__DATASET CONTENT__:
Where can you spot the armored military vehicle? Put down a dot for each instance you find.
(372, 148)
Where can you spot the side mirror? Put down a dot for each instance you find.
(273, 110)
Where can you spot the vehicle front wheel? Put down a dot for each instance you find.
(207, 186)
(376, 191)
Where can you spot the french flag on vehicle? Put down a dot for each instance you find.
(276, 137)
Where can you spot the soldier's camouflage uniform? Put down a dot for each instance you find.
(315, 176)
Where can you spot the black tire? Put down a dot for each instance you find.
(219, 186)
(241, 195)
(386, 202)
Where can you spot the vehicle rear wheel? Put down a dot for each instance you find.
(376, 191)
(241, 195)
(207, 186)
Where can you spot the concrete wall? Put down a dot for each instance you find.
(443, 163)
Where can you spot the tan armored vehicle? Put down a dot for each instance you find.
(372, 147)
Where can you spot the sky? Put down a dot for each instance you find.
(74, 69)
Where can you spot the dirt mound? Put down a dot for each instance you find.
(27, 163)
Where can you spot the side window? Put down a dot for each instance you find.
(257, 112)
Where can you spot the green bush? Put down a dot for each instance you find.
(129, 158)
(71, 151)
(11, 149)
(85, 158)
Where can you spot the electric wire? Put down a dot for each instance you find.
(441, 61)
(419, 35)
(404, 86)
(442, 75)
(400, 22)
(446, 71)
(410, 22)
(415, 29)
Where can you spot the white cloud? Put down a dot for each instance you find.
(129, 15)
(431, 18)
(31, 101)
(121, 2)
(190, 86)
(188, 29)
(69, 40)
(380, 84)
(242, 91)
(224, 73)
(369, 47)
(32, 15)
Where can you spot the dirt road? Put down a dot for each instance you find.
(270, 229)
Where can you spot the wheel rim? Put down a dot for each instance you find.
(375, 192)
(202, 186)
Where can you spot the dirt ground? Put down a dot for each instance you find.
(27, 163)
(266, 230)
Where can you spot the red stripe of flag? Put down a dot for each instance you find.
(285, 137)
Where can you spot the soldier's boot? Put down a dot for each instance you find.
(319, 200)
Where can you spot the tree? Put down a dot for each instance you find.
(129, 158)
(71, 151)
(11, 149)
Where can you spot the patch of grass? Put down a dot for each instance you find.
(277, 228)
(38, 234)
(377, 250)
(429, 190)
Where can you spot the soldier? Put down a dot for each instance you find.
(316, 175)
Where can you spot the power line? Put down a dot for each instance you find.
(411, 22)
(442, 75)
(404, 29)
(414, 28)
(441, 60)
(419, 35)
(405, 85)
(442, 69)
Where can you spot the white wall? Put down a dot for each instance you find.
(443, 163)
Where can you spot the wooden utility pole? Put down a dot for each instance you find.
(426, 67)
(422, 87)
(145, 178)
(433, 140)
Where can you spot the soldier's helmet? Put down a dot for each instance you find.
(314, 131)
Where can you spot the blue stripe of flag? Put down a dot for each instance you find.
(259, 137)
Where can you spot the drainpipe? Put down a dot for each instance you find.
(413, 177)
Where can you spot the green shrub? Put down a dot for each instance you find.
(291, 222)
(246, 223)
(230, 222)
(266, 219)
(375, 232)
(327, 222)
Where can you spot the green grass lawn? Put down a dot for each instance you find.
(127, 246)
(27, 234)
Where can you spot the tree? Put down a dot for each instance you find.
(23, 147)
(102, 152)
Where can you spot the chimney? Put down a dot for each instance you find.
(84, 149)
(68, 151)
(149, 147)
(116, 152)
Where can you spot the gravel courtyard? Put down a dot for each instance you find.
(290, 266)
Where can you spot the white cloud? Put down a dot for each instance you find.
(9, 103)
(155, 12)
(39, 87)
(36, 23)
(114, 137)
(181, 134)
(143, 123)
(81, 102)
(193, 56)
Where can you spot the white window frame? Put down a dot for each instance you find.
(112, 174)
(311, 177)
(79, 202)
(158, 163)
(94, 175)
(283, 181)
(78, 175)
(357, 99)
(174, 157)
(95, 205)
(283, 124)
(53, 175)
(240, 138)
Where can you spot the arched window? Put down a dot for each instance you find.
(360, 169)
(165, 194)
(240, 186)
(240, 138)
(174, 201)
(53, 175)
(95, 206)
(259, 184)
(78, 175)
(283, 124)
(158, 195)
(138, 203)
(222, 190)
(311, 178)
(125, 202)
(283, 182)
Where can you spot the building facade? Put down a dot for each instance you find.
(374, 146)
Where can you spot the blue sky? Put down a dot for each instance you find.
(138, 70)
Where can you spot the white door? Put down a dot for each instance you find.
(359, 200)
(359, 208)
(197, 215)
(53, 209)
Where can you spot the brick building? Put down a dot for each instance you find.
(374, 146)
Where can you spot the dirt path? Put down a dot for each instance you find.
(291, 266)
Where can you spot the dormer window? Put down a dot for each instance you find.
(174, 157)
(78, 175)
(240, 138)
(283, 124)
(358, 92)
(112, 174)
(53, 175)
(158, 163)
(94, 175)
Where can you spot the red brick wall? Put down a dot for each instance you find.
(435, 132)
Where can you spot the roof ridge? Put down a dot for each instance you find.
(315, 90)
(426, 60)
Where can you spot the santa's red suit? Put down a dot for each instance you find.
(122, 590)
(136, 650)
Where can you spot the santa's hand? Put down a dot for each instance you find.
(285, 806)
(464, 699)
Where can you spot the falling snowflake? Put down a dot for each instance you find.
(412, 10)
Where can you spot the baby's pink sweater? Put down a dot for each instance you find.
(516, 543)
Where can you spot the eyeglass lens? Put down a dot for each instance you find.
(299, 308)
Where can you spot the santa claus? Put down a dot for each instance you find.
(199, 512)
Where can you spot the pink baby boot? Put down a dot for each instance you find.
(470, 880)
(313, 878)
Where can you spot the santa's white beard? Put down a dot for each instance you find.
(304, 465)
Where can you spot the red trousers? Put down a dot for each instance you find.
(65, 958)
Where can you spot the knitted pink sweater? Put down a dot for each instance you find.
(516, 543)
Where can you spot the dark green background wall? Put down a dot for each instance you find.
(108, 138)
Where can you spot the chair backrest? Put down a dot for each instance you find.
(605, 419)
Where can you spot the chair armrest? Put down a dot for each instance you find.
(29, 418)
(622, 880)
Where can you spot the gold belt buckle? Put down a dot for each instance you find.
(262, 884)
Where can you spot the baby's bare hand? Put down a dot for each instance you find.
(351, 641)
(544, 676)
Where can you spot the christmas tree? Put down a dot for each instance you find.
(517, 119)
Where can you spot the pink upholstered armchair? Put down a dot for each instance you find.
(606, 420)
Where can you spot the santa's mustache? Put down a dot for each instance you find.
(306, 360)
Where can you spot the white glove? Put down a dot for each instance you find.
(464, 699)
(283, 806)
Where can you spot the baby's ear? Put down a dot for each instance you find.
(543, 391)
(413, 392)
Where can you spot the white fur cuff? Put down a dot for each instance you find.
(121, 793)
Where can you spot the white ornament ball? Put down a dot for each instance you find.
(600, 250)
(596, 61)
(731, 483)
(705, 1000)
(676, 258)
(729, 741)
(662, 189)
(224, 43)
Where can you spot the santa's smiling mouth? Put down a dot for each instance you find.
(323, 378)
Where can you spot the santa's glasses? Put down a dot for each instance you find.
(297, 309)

__TASK OBJECTIVE__: When you restate the listing, keep each line identical to the original.

__EXERCISE RESPONSE__:
Where can you spot the armored military vehicle? Put down a dot for each instance you find.
(372, 148)
Where can you spot the side mirror? Put down a dot for each instance you find.
(273, 110)
Where can you spot the vehicle front wheel? Put down a dot for each instance you find.
(207, 186)
(376, 191)
Where can you spot the french flag on vehicle? Put down a dot for each instance you find.
(276, 137)
Where can you spot the soldier's camouflage uniform? Put down a dot for each instance you find.
(315, 176)
Where can you spot the black tire? Put down a dot for each instance you find.
(219, 186)
(241, 195)
(386, 202)
Where can you spot the vehicle rear wheel? Put down a dot for each instance you find.
(376, 191)
(241, 195)
(207, 186)
Where can you spot the concrete wall? Put down a dot for each instance you find.
(443, 163)
Where can you spot the tan armored vehicle? Put down a dot for each instance you find.
(372, 147)
Where can you spot the sky? Put down a dot for each instance you find.
(74, 69)
Where can you spot the dirt mound? Put down a dot for each instance you find.
(27, 163)
Where can you spot the side window? Put down a dot for each instance you find.
(257, 112)
Where can you spot the green bush? Put down a dot for each instance you find.
(129, 158)
(71, 151)
(11, 149)
(85, 158)
Where can you spot the electric wire? Put down a dot for each instance you find.
(441, 61)
(419, 35)
(404, 86)
(442, 75)
(400, 22)
(446, 71)
(410, 22)
(415, 29)
Where can you spot the white cloud? Put down a dot for each instance you find.
(129, 15)
(431, 18)
(31, 101)
(121, 2)
(190, 86)
(188, 29)
(69, 40)
(380, 84)
(242, 91)
(224, 73)
(369, 47)
(32, 15)
Where can you spot the dirt road? Put down a dot for each instance you find.
(270, 229)
Where can you spot the wheel rim? Put down a dot for each instance you find.
(375, 192)
(202, 186)
Where can you spot the dirt ground? Put down a dot for each instance you find.
(27, 163)
(266, 230)
Where can you spot the red stripe of flag? Put down a dot for each instance you find.
(285, 137)
Where can you spot the soldier's boot? Put down a dot for each instance you find.
(319, 200)
Where can you spot the tree? Put down a dot for each instance you find.
(129, 158)
(71, 151)
(11, 149)
Where can you spot the patch of grass? Put down a dot for each instance you find.
(277, 228)
(38, 234)
(377, 250)
(429, 190)
Where can you spot the soldier? Put down a dot for each instance you find.
(316, 175)
Where can you spot the power line? Put down a dot for each instance you find.
(411, 22)
(442, 75)
(404, 29)
(414, 28)
(441, 60)
(419, 35)
(405, 85)
(442, 69)
Where can you spot the white wall? Put down a dot for each instance you find.
(443, 163)
Where can you spot the wooden utility pole? Put down a dot for each instance you find.
(426, 67)
(422, 87)
(145, 178)
(433, 140)
Where can you spot the soldier's helmet? Put down a dot for each instance you find.
(314, 131)
Where can you spot the blue stripe of flag? Put down a dot for each instance you find.
(259, 137)
Where can you spot the drainpipe? Put down a dot for each instance you find.
(413, 177)
Where can you spot the green shrub? Put down a dot for each instance you find.
(291, 222)
(246, 223)
(230, 222)
(266, 219)
(375, 232)
(327, 222)
Where can you spot the green grass lawn? Put down a dot for each instance you find.
(127, 246)
(27, 234)
Where can you spot the tree? Put down a dot for each instance you find.
(23, 147)
(102, 152)
Where can you spot the chimney? Put down a dot for each instance you find.
(84, 149)
(68, 151)
(149, 147)
(116, 152)
Where can you spot the gravel courtyard? Put down a dot for each instance you find.
(290, 266)
Where can you spot the white cloud? Put down a dot for each instance you find.
(9, 103)
(155, 12)
(39, 87)
(36, 23)
(114, 137)
(181, 134)
(143, 123)
(81, 102)
(193, 56)
Where can you spot the white window frame? Put down a dot for each instance you find.
(112, 174)
(311, 177)
(79, 202)
(158, 163)
(94, 175)
(283, 181)
(78, 175)
(357, 99)
(174, 157)
(95, 205)
(283, 124)
(53, 175)
(240, 138)
Where can you spot the arched window? Put down a dot for each instance you find.
(360, 169)
(165, 194)
(240, 186)
(240, 138)
(174, 201)
(53, 175)
(95, 206)
(259, 184)
(78, 175)
(283, 124)
(158, 195)
(138, 203)
(222, 190)
(311, 178)
(125, 202)
(283, 182)
Where can you spot the building facade? Put down a dot for each instance you find.
(374, 146)
Where can you spot the blue sky? Put down a dot for each instance you find.
(138, 70)
Where can you spot the white door? Put down a dot for each instance you find.
(359, 200)
(359, 208)
(197, 215)
(53, 209)
Where can you spot the brick building? Put down a dot for each instance you find.
(374, 146)
Where can you spot the dirt path? Put down a dot for each instance you find.
(291, 266)
Where can you spot the dormer window? Put down a dot for each instance you find.
(174, 157)
(78, 175)
(240, 138)
(283, 124)
(358, 92)
(112, 174)
(53, 175)
(158, 163)
(94, 175)
Where can you spot the red brick wall? Put down a dot for each instance you find.
(435, 132)
Where can you spot the roof ridge? Put down a dot for each instance you find.
(315, 90)
(426, 60)
Where can you spot the santa's red suit? Put down a dot for each instance you find.
(122, 590)
(136, 650)
Where can you spot the santa's hand? Put down a dot for each instance you find.
(285, 806)
(464, 699)
Where can you spot the falling snowflake? Put down a dot for each instance you find.
(412, 10)
Where can you spot the baby's pink sweater? Put down a dot for each instance you find.
(516, 543)
Where can you spot the eyeglass lens? Put down a dot for each instance you find.
(299, 308)
Where can you spot the santa claus? Put down a dot for each instance you find.
(199, 512)
Where can you spot the pink baby boot? Put down a dot for each instance you find.
(470, 880)
(313, 878)
Where can you spot the santa's white beard? Put down a dot for each instance you find.
(304, 465)
Where can you spot the red trousers? Put down a dot for each instance you find.
(65, 958)
Where can you spot the knitted pink sweater? Put down a dot for each instance you find.
(516, 543)
Where can you spot the dark green background wall? Put down a dot for each instance you find.
(108, 138)
Where can you spot the chair backrest? Put down a dot for each instance you find.
(605, 419)
Where can you spot the chair armrest? Put down a dot for each instance you find.
(29, 418)
(622, 880)
Where can you spot the gold belt buckle? Put down a dot for each instance you find.
(262, 884)
Where can you spot the baby's bare hand? Put down a dot for each instance you find.
(351, 641)
(544, 676)
Where can you spot the christmas tree? Put down a dot for each instance you find.
(517, 119)
Where can you spot the pink upholstered armchair? Put down a dot for each instance you find.
(606, 420)
Where can you spot the santa's mustache? Put down a dot for each instance you find.
(306, 360)
Where can you spot the white glove? Put down a dot for each instance you find.
(464, 699)
(283, 806)
Where can you spot the baby's ear? Put down a dot for each instance you find.
(543, 391)
(413, 392)
Where can you spot the white fur cuff? Put down a dot for each instance you find.
(121, 793)
Where can you spot the white ornament ball? Put down a dot for each instance you find.
(600, 250)
(596, 61)
(731, 483)
(705, 1000)
(676, 258)
(729, 741)
(662, 189)
(224, 43)
Where can you spot the santa's smiling mouth? Put down a dot for each instance you find.
(323, 378)
Where can you spot the santa's glasses? Put down a dot for each instance you find.
(297, 309)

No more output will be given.